** Dataset follows **
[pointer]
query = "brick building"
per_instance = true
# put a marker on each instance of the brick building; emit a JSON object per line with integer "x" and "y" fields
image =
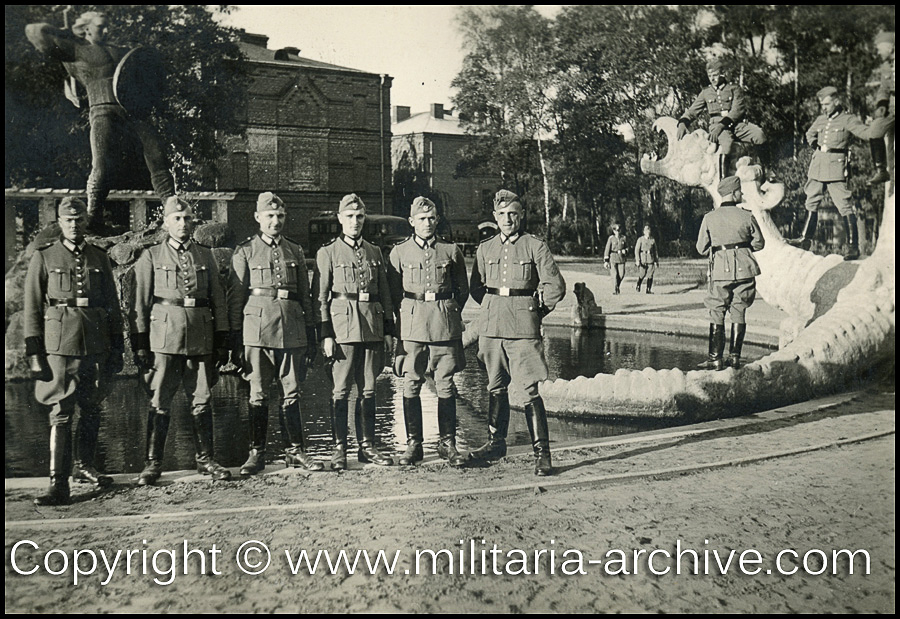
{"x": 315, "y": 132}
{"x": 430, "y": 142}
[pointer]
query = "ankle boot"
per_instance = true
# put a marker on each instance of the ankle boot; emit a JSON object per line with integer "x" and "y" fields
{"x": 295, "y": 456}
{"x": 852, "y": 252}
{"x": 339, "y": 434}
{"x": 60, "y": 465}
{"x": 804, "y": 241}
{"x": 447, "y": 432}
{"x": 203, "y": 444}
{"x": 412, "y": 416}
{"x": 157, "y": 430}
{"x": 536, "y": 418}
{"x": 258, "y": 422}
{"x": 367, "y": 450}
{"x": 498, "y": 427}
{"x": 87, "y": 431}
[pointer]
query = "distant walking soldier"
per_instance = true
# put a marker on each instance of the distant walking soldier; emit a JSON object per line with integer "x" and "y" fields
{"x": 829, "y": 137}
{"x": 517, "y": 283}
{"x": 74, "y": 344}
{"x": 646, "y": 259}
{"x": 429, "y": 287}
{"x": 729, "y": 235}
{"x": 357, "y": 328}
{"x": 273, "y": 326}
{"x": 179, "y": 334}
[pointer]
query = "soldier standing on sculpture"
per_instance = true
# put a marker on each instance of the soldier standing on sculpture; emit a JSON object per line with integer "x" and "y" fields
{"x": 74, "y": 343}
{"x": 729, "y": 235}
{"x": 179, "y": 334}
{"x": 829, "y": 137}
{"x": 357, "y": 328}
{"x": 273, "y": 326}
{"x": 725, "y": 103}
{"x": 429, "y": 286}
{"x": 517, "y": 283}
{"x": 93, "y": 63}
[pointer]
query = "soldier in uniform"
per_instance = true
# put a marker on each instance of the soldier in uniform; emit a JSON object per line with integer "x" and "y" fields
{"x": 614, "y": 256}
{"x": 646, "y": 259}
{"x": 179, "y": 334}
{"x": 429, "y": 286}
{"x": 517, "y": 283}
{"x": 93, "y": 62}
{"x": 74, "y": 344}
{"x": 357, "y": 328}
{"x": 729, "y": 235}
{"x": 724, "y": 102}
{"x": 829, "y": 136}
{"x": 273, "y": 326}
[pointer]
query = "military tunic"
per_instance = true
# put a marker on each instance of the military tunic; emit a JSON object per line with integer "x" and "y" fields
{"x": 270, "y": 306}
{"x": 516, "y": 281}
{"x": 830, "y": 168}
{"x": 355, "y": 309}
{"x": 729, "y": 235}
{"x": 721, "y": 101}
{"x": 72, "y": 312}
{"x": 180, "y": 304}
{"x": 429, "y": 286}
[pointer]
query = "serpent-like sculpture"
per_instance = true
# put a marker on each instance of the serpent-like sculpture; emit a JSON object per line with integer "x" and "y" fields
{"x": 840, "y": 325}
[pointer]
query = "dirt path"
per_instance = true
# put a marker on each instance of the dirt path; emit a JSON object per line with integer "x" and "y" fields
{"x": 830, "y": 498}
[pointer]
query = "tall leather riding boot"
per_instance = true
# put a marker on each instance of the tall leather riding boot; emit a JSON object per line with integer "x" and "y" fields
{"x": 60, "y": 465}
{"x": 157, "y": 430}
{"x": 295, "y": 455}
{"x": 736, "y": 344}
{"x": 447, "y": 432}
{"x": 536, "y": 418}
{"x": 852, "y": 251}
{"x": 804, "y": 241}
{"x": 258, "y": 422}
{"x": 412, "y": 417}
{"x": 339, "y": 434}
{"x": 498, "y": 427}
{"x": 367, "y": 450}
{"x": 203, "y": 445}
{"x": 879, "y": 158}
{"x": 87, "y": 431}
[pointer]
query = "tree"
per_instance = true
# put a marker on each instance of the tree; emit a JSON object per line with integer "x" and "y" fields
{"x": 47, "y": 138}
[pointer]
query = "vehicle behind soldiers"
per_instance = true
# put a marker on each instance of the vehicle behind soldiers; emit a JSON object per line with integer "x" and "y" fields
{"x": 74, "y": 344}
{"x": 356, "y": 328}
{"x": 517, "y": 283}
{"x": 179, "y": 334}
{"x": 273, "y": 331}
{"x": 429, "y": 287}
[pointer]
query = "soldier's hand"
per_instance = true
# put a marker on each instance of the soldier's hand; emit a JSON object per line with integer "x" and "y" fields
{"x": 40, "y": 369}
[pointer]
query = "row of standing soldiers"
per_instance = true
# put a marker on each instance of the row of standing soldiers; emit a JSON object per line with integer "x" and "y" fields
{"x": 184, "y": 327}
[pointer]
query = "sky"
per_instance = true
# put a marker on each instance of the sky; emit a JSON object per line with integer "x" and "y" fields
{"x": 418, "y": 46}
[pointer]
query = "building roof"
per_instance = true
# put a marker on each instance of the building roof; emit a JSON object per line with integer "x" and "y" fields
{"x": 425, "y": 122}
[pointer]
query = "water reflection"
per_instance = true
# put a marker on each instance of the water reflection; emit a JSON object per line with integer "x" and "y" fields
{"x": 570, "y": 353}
** End of Dataset **
## [How to complete this task]
Look through the entries above; find each line with the word "brick" and copy it.

## [Task solution]
query = "brick building"
# put a marker on each instance of the brick building; emit a JSON object per line with integer "x" and "y" fields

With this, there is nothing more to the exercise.